Challenge: How many lines in the listing below contain the string "blue"? Matching is case-sensitive; reply with the number alone.

#### Data to process ####

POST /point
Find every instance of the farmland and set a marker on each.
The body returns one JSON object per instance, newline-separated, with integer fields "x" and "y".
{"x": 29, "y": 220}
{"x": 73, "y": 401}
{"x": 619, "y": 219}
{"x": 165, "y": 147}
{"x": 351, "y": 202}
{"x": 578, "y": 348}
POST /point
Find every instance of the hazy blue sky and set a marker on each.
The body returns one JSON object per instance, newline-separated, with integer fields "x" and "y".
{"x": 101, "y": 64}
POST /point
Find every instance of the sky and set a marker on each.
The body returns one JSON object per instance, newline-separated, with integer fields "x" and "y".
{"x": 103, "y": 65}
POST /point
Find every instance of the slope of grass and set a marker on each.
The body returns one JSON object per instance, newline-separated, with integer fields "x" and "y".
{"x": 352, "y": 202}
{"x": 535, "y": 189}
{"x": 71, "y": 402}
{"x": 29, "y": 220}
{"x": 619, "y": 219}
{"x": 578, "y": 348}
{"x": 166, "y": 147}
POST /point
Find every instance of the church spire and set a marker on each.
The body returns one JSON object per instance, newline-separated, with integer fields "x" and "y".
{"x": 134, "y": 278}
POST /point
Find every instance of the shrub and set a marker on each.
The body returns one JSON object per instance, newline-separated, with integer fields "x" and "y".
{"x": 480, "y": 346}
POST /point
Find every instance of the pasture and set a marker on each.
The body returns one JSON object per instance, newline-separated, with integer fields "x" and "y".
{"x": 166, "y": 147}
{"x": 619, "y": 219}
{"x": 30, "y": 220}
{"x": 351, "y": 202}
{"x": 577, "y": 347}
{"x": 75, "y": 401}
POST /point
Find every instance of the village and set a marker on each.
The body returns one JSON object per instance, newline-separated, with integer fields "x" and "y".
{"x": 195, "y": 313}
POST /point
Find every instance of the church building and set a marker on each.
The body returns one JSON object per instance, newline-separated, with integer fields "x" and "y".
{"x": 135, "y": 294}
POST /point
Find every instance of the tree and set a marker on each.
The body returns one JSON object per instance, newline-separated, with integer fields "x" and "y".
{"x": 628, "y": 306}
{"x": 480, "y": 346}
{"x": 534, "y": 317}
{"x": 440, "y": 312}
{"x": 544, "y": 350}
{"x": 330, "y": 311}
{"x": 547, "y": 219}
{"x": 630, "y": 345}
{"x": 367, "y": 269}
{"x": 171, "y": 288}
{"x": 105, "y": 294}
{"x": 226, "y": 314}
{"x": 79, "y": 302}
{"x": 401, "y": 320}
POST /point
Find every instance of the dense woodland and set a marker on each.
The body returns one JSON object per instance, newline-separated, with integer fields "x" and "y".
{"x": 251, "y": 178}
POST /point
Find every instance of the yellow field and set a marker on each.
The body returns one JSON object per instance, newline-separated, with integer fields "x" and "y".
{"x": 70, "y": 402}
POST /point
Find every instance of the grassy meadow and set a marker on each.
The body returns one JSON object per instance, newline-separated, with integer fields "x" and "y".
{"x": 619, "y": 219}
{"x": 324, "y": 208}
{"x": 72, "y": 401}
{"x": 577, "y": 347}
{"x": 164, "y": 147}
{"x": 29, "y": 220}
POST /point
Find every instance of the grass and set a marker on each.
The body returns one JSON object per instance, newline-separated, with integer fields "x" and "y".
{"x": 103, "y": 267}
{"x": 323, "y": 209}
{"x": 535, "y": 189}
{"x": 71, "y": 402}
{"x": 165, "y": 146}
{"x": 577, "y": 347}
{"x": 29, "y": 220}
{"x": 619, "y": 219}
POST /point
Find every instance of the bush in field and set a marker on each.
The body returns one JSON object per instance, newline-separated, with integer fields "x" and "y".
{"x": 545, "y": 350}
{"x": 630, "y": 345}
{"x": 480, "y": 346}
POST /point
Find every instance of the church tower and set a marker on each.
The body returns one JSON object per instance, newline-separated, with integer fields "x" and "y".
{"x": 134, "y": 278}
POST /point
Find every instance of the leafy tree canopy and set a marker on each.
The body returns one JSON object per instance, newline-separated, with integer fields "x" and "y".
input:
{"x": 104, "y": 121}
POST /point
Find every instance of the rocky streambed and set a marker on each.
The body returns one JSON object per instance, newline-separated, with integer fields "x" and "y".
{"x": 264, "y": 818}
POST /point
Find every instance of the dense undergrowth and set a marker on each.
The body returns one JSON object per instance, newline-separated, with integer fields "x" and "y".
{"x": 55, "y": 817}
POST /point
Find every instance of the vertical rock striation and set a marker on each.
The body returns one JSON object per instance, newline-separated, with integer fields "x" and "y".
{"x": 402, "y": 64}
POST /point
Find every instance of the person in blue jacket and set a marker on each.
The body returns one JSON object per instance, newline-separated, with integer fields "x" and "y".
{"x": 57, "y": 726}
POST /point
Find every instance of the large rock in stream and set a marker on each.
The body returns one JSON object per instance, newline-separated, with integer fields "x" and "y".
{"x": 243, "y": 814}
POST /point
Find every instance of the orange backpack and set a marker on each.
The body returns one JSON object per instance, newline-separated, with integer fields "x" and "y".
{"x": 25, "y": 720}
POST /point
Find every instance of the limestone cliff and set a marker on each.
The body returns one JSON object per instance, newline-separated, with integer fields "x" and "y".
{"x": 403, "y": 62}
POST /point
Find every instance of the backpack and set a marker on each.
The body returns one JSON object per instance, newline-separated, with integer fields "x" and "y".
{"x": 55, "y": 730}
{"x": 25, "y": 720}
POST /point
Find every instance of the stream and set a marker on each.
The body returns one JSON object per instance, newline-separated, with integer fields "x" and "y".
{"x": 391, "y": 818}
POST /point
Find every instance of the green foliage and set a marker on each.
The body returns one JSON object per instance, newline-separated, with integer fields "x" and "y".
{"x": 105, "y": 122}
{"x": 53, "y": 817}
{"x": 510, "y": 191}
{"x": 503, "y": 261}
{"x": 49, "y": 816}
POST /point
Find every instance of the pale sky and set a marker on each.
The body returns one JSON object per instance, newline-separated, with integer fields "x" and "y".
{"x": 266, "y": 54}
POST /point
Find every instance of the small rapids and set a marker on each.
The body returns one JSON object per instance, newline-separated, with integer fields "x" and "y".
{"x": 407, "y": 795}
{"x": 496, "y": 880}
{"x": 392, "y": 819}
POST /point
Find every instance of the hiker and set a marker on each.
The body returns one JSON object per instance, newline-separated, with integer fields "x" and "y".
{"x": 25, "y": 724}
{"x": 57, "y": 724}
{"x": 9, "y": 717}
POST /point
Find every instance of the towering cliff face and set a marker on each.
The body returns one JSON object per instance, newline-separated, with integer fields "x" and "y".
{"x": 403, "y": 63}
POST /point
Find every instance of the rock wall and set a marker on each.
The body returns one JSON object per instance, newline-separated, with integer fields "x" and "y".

####

Exercise answer: 2